Start of Source data

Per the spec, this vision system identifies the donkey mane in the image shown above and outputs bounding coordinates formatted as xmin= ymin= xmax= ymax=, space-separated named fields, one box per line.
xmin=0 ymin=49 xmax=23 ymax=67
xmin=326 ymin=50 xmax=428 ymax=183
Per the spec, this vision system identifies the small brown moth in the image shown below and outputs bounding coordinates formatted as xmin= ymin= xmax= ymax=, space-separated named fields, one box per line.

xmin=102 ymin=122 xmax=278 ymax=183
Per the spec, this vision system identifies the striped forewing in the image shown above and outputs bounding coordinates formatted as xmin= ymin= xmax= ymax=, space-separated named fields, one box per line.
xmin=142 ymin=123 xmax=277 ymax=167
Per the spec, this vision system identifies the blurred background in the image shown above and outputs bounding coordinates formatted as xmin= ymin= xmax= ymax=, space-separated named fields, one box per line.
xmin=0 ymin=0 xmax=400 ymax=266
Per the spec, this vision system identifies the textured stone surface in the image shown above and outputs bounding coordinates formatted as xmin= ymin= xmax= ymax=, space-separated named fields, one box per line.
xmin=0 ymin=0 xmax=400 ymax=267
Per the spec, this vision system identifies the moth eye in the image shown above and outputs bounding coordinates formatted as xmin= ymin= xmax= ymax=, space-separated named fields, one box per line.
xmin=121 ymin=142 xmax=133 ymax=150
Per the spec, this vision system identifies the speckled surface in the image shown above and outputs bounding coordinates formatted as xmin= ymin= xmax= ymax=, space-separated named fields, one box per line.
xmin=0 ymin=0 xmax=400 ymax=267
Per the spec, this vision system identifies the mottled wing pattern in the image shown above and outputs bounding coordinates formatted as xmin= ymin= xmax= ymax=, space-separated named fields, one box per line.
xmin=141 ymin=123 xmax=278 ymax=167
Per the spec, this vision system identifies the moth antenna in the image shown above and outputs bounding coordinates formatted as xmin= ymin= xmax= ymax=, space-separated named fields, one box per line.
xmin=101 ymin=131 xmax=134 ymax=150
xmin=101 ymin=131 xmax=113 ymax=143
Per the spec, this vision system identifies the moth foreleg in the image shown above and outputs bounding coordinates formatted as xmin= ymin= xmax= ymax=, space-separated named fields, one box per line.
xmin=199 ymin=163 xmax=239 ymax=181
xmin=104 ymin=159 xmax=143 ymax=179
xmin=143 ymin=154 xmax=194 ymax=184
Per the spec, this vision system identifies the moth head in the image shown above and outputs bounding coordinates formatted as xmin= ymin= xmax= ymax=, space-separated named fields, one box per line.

End of Source data

# What you should do
Convert every row above into a numbered list, skipping any blank lines.

# Written response
1. Per the spec, this vision system identifies the donkey mane in the image shown above and outputs bounding coordinates formatted as xmin= ymin= xmax= ymax=, space-separated named fields, one box per line.
2. xmin=0 ymin=49 xmax=23 ymax=67
3. xmin=326 ymin=50 xmax=428 ymax=183
4. Per the spec, this vision system identifies the small brown moth in the image shown below and outputs bounding coordinates formatted as xmin= ymin= xmax= ymax=, space-separated named fields, one box per line.
5. xmin=102 ymin=122 xmax=278 ymax=183
6. Per the spec, this vision system identifies the striped forewing in the image shown above and outputs bounding coordinates formatted as xmin= ymin= xmax= ymax=, space-separated named fields, one box per line.
7. xmin=142 ymin=123 xmax=277 ymax=167
8. Per the spec, this vision system identifies the blurred background in the image shown above and outputs bounding coordinates formatted as xmin= ymin= xmax= ymax=, space-separated named fields, one box per line.
9. xmin=0 ymin=0 xmax=400 ymax=266
10. Per the spec, this vision system identifies the textured stone surface in the image shown above and outputs bounding coordinates formatted as xmin= ymin= xmax= ymax=, space-separated named fields, one box per line.
11. xmin=0 ymin=0 xmax=400 ymax=267
12. Per the spec, this vision system identifies the moth eye in the image shown above and outputs bounding coordinates formatted as xmin= ymin= xmax= ymax=, space-separated named fields, one box per line.
13. xmin=121 ymin=142 xmax=133 ymax=150
14. Per the spec, this vision system identifies the speckled surface in the image shown above and outputs bounding coordinates formatted as xmin= ymin= xmax= ymax=, space-separated named fields, one box per line.
15. xmin=0 ymin=0 xmax=400 ymax=267
16. Per the spec, this vision system identifies the mottled wing pattern in the image shown above and outputs bounding coordinates formatted as xmin= ymin= xmax= ymax=, space-separated named fields, one box per line.
17. xmin=141 ymin=123 xmax=278 ymax=167
18. Per the spec, this vision system identifies the moth antenna in the image shown above and outputs bounding coordinates formatted as xmin= ymin= xmax= ymax=, space-separated named fields, one box per line.
19. xmin=101 ymin=131 xmax=134 ymax=150
20. xmin=101 ymin=131 xmax=113 ymax=143
21. Per the spec, this vision system identifies the moth foreleg in the image shown above and outputs bounding coordinates formatted as xmin= ymin= xmax= ymax=, space-separated named fields, one box per line.
22. xmin=199 ymin=163 xmax=239 ymax=181
23. xmin=104 ymin=159 xmax=143 ymax=179
24. xmin=143 ymin=154 xmax=194 ymax=184
25. Per the spec, this vision system identifies the moth head in the image shown above and outputs bounding coordinates formatted as xmin= ymin= xmax= ymax=, space-separated named fields, one box per line.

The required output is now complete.